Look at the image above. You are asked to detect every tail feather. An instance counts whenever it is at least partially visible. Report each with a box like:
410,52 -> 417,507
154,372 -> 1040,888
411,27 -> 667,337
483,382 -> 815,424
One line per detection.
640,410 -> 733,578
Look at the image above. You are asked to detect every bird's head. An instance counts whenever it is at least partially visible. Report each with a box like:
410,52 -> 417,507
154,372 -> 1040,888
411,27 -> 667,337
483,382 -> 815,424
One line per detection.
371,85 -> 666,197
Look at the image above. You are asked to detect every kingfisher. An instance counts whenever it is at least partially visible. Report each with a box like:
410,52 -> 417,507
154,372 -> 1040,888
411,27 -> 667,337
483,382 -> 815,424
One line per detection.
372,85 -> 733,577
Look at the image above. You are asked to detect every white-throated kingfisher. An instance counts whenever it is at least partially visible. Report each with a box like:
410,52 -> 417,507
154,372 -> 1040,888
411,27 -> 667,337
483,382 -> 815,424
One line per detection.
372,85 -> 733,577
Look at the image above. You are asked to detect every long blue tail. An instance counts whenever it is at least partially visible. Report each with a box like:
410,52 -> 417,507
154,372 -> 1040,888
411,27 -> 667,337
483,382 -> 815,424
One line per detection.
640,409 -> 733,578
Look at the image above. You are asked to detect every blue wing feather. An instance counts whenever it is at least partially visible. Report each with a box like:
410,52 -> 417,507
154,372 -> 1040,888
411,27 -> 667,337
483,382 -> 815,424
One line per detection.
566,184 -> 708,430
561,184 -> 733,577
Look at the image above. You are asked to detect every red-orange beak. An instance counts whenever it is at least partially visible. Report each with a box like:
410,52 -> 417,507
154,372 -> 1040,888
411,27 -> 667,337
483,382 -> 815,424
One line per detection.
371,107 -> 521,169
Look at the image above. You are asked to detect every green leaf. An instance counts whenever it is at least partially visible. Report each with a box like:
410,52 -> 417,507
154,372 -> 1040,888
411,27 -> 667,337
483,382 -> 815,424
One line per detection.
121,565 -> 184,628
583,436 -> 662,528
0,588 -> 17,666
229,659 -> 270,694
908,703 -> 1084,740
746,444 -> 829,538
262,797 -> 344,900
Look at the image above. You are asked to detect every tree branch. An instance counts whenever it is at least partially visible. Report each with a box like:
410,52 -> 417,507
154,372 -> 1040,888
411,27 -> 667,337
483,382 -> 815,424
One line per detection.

> **WHAT THE EXERCISE ASKS**
Could you copy the stretch from the start of the entries above through the line containing "371,85 -> 666,197", requests included, shifting every bounding-box coordinate in the answers up by 42 and leaving the numbers in the requests and their sample boxes as they are?

> **COMPLETED EXERCISE**
Look at the image above. You are asked to detect every tail feather. An instance counts whenever it is at least partially visible. Report each with a box like:
410,52 -> 417,507
154,372 -> 1040,888
411,27 -> 667,337
483,382 -> 815,424
One line per detection.
682,452 -> 775,620
Look at the image above. You are asked to detect every bird's head. An instance counts whenever it is at least partially visible. Report each with a box like:
410,52 -> 417,507
154,372 -> 1040,888
411,27 -> 667,337
483,382 -> 815,424
One line per detection.
413,127 -> 708,239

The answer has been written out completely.